**TASK LIST**
• A. From the Zimbabwe inflation report below, list each good that the 30-year-old clothing salesman names as hard to find.
• B. Carry on the Zimbabwe inflation report below, picking up right after its final sentence.

**PASSAGE SHOWN**

------

HARARE, Zimbabwe (Reuters) -- Zimbabweans were reminded on Tuesday that there is only one certainty in their lives. Prices are running wild and there is nothing they can do about it.
Riot police beat stampeding shoppers trying to enter a wholesale store in Harare, Zimbabwe, after a price cut.
The latest bad news came from Mozambique, where an International Monetary Fund official projected the southern African country's year-on-year inflation could reach over 100,000 percent by year end.
Zimbabweans know life is getting tougher. For them, it's just a matter of bracing for more misery and uncertainty every time they are hit with new inflation figures.
"Things are already very bad. I cannot readily find sugar, salt, milk, beef and a lot other things. I spend many days running around, scrounging to get these basics, so obviously I cannot relate to any suggestion that life is going to get harder," said a 30-year-old clothing salesman in Harare.
"How am I expected to relate to such futuristic figures without imagining that such horrendous hardships will mean death for us," he told a Reuters correspondent, a wary eye darting to see if anybody was listening to the conversation.
Like many others, he fears any criticism of President Robert Mugabe could be risky as security forces crack down on dissent.
Thousands of miles away in Maputo, Abdoulaye Bio Tchane, director of the IMF's Africa department, expressed concerns in an interview with Reuters that Zimbabwe's inflation rate could climb above 100,000 percent by the end of the year.
Deeper hardships were beyond the imagination of many Zimbabweans, struggling to cope with empty shelves at stores amid severe shortages of basic foodstuffs and other vital goods.
Many urban residents are also struggling with water, electricity and transport shortages in a country once viewed as southern Africa's breadbasket.

------

**DATA PROVIDED**
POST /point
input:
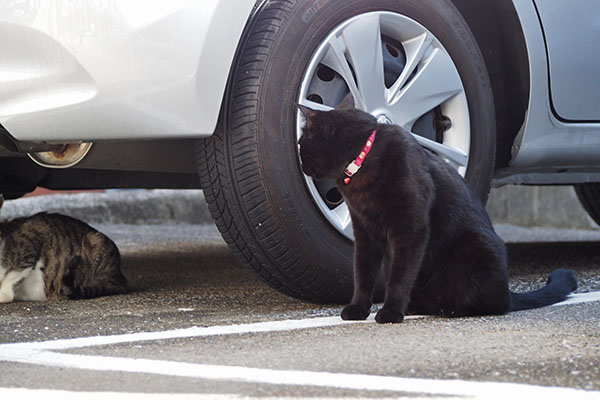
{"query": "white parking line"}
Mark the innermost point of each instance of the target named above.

------

**REPLIES**
• A. Sugar, salt, milk, beef

• B.
Broken sewage pipes have left almost an unbearable stench around some poor housing estates. High unemployment and rising poverty have broken many Zimbabweans. All this, officially under an inflation rate of over 4,500 percent.
Zimbabwe's central bank said it will issue higher denominated bank notes on Wednesday to help consumers cope with hyperinflation ravaging the country.
But previous measures designed to rescue the economy failed to raise spirits on Zimbabwe's streets. Henry, a Harare newspaper vendor, said his family has not been able to buy any bread in the past week.
"There is very little bread in the shops, and I am sure bread and all the other things will be very, very expensive by the end of the year," he said when asked about the IMF's bleak inflation prediction.
"I don't know what the actual costs will be but I know that I, and the majority of people here, will not be able to afford them."
Political and economic analysts see no end in sight to the economic crisis pressuring Mugabe, who remains defiant, accusing opponents and Western powers of plotting to oust him.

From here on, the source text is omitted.